▶ [Set problem]:
In the article on Florida as America's weirdest state, which state does historian Gary Mormino say Florida overtook as "the new capital of weirdness"?

Originally Posted By: IvyLeague
Florida: America's Weirdest State
AOL News
April 24, 2011



It's the state of butterfly ballots, gator farms and oversized mice.

It's the retirement hub discovered by a Spaniard rumored to have lost his life hunting for the legendary Fountain of Youth.

It's the only place in America where the farther north you go, the farther south you get.

Florida is undeniably a quirky place. But among many journalists and news junkies, the Sunshine State has developed a reputation for being the state that generates the most weird news and the weirdest weird news.

How did a state once famous for its oranges and seniors turn into a hub for all things strange?

According to Florida resident and weird news legend Chuck Shepherd, Florida emerged as a weird news capital a little more than a decade ago.

Shepherd -- credited with inventing weird news reporting in his widely syndicated "News of the Weird" column -- said he knew Florida had come into its own in the late 1990s, when the San Francisco alternative newspaper SF Weekly featured a story on men who surgically remove their sexual organs; two of the paper's three sources were Floridians.

"When a San Fran writer on sexual aberrations has to buy a ticket to the 'F' state to fill out his story, we have a winner," he told AOL News.

Florida historian Gary Mormino agrees that the Sunshine State overtook California as "the new capital of weirdness" in the 1990s or 2000s.

"The rationale used to be that America tilted toward the west and all the nuts rolled to California," said Mormino, a history professor at the University of South Florida St. Petersburg. "Now, perhaps, there's been a tectonic shift and America tilts toward the southeast."

For many Americans, that shift first became noticeable in 2000, when Florida bizarrely hurled itself onto the national stage in the aftermath of the contested presidential election.

In the years since, analysis of Associated Press stories has identified Florida as the nation's strangest state, while popular websites like Gawker.com have turned the Sunshine State into a punchline.

Readers of Fark.com categorize news stories with descriptive tags, including "asinine," "obvious," "weird" and "interesting." The only state honored with its own tag is Florida, a keyword on the site since 2001.

"Newest Florida bumper sticker: My honor student pistol-whipped me," read one snarky headline assigned a Florida tag last month.

"Fark put it up, thinking it would be a temporary thing, but we quickly discovered that there were more than enough strange things happening in Florida to warrant the tag," said Tony Deconinck, a Fark admin and AOL Weird News contributor. "Other states have odd stories come out of them, but no state can challenge Florida. It's the heavyweight champion of weirdness."

Here at AOL Weird News, journalists have written more weird news stories about Florida than any other state -- and with pieces about a mom accused of driving her son's getaway car, an orthodontist who repairs turtle shells, bags of stolen dildos, and a bikini brawl at a Burger King -- it's safe to say we're doing it for good reason.

Though Florida only recently achieved recognition for producing so much weird news, the state has an odd history dating back centuries.

From Spanish colonization through American statehood, Florida played host to a variety of eccentric characters and strange happenings, like the "wreckers" who turned Key West into one of the continent's wealthiest communities by legally plundering sinking ships and auctioning their cargo.

Records of labeled boxes

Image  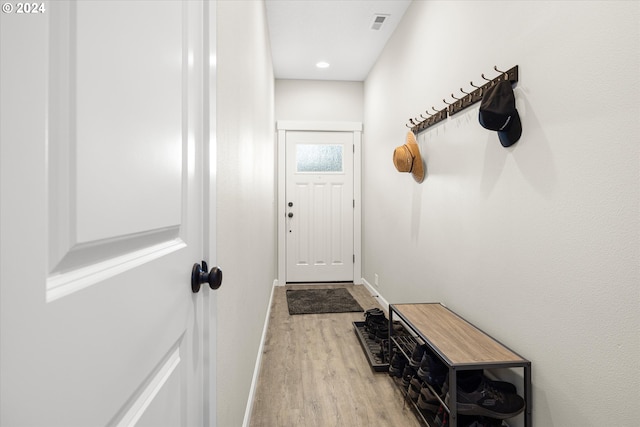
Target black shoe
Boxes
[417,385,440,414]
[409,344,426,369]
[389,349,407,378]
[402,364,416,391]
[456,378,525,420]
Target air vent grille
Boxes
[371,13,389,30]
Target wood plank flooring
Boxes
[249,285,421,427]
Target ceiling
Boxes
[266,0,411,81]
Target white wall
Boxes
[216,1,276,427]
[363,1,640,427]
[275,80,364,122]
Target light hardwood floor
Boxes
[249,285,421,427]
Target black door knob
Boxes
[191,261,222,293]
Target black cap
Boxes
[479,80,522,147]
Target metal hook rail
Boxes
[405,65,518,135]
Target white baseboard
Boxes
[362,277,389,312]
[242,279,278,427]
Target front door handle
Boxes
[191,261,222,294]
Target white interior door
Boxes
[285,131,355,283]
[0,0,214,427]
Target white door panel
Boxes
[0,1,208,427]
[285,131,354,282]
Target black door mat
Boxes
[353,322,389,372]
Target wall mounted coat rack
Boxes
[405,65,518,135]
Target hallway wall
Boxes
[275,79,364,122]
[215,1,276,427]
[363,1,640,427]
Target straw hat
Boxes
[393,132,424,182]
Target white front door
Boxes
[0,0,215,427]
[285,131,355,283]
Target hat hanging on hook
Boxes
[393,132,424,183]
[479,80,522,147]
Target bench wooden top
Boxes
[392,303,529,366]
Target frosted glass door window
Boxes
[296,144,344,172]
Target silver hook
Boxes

▶ [Solution to this task]:
California